● **TASK REQUIREMENTS**: Reproduce the entries below verbatim, starting with the first line and going on through the line that contains "[349,259,529,513]", including that line.

● **PROVIDED ENTRIES**:
○ ○ ○

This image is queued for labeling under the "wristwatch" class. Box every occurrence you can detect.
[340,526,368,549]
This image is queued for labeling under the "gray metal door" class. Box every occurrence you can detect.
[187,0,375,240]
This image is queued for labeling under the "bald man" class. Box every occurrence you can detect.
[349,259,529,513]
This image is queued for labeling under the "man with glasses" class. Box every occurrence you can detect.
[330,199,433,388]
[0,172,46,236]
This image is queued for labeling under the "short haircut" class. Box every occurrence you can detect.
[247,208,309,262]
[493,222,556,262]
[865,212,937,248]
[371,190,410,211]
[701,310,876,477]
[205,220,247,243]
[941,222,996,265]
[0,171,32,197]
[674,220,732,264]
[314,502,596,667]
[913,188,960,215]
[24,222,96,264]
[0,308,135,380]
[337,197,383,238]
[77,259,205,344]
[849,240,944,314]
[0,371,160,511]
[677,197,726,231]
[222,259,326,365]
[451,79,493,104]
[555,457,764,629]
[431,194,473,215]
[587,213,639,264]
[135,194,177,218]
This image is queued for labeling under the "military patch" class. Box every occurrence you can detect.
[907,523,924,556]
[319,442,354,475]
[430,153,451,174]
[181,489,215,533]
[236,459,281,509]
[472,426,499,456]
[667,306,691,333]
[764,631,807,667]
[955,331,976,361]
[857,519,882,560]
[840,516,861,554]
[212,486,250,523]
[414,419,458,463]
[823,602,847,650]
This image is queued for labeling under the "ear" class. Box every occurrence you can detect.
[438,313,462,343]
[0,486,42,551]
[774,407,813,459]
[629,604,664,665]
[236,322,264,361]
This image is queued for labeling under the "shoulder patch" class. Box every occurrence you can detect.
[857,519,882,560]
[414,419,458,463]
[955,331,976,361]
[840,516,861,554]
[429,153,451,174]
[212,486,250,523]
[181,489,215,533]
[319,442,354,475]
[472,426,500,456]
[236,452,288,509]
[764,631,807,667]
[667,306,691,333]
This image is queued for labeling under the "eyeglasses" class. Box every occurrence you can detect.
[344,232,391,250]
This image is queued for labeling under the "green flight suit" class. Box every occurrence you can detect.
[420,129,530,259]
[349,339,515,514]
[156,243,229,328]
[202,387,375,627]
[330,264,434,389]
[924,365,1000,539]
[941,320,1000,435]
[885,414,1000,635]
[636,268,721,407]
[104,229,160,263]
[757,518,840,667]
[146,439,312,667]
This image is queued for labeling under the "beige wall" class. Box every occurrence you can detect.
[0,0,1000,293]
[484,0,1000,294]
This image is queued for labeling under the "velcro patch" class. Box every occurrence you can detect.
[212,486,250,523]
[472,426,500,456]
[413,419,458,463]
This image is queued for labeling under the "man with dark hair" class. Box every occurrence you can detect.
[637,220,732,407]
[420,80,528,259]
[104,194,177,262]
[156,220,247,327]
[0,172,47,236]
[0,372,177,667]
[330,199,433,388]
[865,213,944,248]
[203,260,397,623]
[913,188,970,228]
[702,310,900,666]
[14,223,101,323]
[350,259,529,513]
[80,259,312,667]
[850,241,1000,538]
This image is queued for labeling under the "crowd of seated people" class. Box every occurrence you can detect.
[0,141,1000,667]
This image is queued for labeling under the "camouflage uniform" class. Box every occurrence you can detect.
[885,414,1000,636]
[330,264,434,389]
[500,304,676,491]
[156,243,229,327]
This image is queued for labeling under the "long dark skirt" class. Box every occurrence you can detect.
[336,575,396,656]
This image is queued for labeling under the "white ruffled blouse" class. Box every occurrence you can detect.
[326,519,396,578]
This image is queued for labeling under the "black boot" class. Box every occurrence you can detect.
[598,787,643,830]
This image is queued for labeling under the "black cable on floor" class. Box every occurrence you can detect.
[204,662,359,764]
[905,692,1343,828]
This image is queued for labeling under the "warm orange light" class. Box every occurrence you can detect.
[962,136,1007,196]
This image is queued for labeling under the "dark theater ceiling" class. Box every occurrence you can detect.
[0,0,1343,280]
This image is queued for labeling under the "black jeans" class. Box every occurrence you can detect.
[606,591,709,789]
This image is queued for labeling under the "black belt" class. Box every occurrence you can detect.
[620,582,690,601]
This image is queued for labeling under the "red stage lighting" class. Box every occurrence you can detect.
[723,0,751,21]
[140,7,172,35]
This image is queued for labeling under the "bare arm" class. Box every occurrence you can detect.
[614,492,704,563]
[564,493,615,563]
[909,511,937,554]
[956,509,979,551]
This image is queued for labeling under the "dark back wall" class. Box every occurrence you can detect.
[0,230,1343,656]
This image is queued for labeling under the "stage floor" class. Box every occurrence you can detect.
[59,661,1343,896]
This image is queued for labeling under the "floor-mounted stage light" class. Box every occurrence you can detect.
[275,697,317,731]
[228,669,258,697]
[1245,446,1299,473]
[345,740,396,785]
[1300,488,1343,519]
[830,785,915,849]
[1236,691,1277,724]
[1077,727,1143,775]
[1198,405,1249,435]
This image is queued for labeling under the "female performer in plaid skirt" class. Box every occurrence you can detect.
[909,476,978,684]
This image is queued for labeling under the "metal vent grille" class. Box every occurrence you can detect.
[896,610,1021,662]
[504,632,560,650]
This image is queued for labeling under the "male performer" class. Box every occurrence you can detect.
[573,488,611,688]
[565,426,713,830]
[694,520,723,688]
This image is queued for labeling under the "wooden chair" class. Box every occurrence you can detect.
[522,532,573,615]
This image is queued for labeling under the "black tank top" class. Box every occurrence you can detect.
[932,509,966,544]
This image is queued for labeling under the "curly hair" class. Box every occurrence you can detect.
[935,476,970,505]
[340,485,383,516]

○ ○ ○

● **THE COMPLETED TASK**:
This image is queued for labeling under the "wristwatch" class. Box every occurrence you can detect.
[340,526,368,549]
This image is queued for labeling under the "gray metal door" class. Box every occurrence you can detect.
[187,0,375,240]
This image is queued for labeling under the "bald man" class. Box every occurrence you can detect.
[349,259,529,513]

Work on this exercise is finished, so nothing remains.